The answer should be each line from the entries below that has the word "dead" in it.

Dataset records>
►
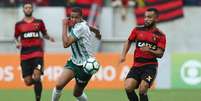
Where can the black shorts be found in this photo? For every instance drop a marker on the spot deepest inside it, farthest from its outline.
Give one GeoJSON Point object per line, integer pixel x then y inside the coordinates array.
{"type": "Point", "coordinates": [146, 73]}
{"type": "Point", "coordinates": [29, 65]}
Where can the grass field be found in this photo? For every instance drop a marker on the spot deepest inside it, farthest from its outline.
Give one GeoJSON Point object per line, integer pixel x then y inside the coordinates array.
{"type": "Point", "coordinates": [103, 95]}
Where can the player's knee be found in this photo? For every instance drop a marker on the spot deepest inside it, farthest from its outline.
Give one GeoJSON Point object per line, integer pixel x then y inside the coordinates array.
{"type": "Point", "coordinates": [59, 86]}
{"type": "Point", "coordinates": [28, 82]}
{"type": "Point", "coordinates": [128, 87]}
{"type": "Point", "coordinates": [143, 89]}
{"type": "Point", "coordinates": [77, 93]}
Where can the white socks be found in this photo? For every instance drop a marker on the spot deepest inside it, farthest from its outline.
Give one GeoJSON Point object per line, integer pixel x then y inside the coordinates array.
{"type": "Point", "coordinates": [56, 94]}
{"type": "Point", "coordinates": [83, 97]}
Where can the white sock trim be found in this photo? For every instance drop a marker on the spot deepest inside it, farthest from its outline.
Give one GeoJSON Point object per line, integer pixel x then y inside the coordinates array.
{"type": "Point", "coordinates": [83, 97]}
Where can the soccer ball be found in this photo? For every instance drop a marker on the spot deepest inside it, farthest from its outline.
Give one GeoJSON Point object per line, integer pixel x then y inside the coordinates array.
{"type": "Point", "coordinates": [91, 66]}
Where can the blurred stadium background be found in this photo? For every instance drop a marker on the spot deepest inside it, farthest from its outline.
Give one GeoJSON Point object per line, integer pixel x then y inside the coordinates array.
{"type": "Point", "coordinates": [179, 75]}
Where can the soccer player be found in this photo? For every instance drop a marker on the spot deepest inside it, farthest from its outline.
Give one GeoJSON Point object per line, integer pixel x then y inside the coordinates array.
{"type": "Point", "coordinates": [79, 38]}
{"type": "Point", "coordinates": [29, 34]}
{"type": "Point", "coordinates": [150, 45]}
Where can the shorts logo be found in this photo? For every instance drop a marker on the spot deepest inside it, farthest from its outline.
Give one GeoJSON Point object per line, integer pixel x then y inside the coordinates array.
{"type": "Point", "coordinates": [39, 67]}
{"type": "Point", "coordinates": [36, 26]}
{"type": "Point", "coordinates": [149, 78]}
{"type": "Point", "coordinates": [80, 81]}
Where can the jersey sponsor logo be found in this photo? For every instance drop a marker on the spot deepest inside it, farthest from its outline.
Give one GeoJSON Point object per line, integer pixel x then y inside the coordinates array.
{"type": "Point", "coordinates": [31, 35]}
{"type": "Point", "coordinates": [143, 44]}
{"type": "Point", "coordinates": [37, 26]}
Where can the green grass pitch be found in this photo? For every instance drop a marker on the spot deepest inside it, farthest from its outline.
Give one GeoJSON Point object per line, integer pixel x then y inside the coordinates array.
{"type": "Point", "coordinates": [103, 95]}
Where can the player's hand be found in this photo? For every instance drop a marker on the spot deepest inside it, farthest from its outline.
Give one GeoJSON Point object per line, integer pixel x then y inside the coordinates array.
◄
►
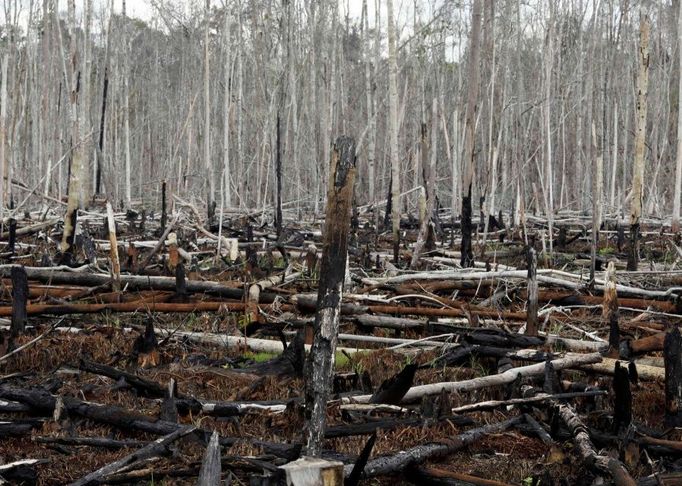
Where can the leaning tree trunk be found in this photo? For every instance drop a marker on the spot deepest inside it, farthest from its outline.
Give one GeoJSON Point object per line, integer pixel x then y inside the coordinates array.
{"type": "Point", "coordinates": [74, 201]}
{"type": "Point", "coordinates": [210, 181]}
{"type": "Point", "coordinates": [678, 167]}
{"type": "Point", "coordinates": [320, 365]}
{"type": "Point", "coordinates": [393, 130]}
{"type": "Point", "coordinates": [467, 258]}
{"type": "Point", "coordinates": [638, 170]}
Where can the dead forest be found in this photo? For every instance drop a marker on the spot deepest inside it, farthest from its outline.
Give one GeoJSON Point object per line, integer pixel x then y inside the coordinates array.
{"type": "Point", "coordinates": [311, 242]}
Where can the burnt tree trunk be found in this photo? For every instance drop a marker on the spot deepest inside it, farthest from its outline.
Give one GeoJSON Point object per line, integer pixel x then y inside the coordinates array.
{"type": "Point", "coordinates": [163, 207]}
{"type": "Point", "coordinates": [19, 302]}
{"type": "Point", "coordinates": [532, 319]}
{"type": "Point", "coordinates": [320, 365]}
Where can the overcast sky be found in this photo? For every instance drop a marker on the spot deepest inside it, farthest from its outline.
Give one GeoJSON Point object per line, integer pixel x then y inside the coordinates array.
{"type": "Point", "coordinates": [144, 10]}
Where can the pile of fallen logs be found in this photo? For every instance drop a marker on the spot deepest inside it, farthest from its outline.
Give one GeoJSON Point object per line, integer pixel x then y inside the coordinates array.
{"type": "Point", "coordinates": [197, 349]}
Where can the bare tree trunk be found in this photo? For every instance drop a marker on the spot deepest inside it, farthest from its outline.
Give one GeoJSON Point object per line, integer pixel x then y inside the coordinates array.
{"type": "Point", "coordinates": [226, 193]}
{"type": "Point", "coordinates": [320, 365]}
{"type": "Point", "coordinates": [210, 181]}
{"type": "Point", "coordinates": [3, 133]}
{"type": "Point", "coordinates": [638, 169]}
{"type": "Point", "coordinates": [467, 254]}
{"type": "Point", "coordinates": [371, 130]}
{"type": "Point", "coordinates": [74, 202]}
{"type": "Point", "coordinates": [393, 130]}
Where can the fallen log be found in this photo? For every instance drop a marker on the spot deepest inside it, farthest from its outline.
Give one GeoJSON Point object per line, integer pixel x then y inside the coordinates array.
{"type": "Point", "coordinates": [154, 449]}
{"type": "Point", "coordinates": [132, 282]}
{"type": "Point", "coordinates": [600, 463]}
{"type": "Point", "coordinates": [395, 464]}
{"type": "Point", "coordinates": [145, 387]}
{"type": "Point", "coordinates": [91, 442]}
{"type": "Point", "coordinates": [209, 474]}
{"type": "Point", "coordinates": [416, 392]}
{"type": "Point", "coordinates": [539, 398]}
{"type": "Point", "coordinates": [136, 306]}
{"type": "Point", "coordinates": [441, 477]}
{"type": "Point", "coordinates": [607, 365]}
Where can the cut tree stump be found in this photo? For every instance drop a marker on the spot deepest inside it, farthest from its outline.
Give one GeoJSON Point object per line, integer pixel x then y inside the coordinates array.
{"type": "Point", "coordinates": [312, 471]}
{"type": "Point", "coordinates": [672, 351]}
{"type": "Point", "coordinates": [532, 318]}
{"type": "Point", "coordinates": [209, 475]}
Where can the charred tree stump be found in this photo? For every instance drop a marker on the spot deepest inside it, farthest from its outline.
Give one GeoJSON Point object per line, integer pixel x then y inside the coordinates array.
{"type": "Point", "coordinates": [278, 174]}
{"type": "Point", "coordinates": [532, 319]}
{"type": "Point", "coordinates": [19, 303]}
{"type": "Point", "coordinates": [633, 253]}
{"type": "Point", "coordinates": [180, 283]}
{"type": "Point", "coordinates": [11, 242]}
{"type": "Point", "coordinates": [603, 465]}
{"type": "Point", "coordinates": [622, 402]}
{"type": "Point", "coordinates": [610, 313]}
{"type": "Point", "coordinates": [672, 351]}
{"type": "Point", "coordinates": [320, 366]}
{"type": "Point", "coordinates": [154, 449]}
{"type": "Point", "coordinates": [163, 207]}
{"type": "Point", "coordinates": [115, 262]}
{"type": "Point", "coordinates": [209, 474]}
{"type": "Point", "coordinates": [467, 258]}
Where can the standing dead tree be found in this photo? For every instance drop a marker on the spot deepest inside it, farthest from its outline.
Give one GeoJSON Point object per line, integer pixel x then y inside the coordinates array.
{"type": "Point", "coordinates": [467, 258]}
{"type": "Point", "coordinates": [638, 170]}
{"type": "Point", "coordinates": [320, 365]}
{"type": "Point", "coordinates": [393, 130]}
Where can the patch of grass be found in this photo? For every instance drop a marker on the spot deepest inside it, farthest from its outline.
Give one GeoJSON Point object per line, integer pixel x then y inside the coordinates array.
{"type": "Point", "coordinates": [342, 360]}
◄
Answer below>
Where can the dead forest be found in this photo? For every instance drop a marker on the spot deepest inside it, farthest from its outline.
Where can the standing dead tree be found in this photo? For every instance drop a marker on the spot deepest inside it, farthest from its outline.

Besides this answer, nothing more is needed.